Copy each of the rows below word for word, with no changes.

Excerpts of labeled region data:
::::::::::

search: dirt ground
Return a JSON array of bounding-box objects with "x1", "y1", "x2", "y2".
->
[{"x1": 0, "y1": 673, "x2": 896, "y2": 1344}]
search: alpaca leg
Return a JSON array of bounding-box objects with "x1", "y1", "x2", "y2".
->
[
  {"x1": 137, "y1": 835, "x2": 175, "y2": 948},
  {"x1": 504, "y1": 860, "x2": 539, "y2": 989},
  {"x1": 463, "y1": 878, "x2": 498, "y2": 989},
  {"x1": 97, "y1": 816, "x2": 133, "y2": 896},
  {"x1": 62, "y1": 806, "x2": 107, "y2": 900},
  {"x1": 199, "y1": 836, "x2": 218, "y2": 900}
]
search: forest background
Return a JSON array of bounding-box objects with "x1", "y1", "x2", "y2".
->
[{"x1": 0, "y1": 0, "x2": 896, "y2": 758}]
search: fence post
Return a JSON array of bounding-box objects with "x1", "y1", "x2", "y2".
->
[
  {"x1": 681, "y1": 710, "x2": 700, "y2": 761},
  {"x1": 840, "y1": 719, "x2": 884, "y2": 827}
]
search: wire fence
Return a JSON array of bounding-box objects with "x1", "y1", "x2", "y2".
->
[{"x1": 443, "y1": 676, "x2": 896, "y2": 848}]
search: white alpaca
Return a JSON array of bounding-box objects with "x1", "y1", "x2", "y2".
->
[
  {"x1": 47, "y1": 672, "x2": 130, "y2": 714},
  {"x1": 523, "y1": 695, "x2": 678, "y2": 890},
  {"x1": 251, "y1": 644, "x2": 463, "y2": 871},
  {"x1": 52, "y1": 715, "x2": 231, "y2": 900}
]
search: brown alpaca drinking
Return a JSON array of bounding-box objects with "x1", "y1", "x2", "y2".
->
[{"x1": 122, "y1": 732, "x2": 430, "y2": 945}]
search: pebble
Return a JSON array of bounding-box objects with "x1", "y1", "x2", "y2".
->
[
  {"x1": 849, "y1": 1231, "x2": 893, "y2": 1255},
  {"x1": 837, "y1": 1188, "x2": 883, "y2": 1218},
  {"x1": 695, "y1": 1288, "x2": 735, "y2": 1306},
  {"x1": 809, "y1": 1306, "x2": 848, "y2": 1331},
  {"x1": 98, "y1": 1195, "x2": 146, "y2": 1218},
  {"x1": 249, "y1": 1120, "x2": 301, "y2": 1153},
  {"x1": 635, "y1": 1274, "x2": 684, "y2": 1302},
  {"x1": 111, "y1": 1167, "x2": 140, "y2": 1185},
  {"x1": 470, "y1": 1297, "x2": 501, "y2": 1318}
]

::::::::::

Written response ▸
search: dirt ground
Return a JSON array of bounding-box objects with "x1", "y1", "x2", "y2".
->
[{"x1": 0, "y1": 673, "x2": 896, "y2": 1344}]
search: alpaca leg
Return a JSON array of bounding-box objects with "x1", "y1", "x2", "y2".
->
[
  {"x1": 137, "y1": 835, "x2": 175, "y2": 948},
  {"x1": 504, "y1": 860, "x2": 539, "y2": 989},
  {"x1": 463, "y1": 878, "x2": 498, "y2": 989},
  {"x1": 97, "y1": 816, "x2": 133, "y2": 896},
  {"x1": 62, "y1": 806, "x2": 107, "y2": 900},
  {"x1": 199, "y1": 836, "x2": 218, "y2": 900}
]
search: forest background
Return a JSON array of bounding-box objects with "x1", "y1", "x2", "y2".
->
[{"x1": 0, "y1": 0, "x2": 896, "y2": 758}]
search: fence post
Return a JSON array of bounding-box objects with "x1", "y1", "x2", "y2".
->
[
  {"x1": 681, "y1": 710, "x2": 700, "y2": 761},
  {"x1": 840, "y1": 719, "x2": 884, "y2": 827}
]
search: wire fence
Return a JSON array of bounding-box objects with "x1", "y1", "x2", "y2".
->
[{"x1": 443, "y1": 676, "x2": 896, "y2": 848}]
search: white alpaca
Return a JSON array of bounding-box objects with "x1", "y1", "x2", "y2".
->
[
  {"x1": 47, "y1": 672, "x2": 130, "y2": 714},
  {"x1": 523, "y1": 695, "x2": 678, "y2": 890},
  {"x1": 251, "y1": 644, "x2": 463, "y2": 871},
  {"x1": 52, "y1": 715, "x2": 231, "y2": 900}
]
search: brown alpaca drinking
Return a JSON array of bounding-box objects with "x1", "y1", "x2", "y2".
->
[{"x1": 122, "y1": 732, "x2": 430, "y2": 945}]
search: pebble
Return a JSON array of bounding-box objects with "x1", "y1", "x2", "y2".
->
[
  {"x1": 849, "y1": 1231, "x2": 893, "y2": 1255},
  {"x1": 837, "y1": 1188, "x2": 883, "y2": 1218},
  {"x1": 695, "y1": 1288, "x2": 735, "y2": 1306},
  {"x1": 809, "y1": 1306, "x2": 848, "y2": 1331},
  {"x1": 98, "y1": 1195, "x2": 146, "y2": 1218},
  {"x1": 249, "y1": 1120, "x2": 301, "y2": 1153},
  {"x1": 635, "y1": 1274, "x2": 684, "y2": 1302},
  {"x1": 111, "y1": 1167, "x2": 140, "y2": 1185},
  {"x1": 470, "y1": 1297, "x2": 501, "y2": 1318}
]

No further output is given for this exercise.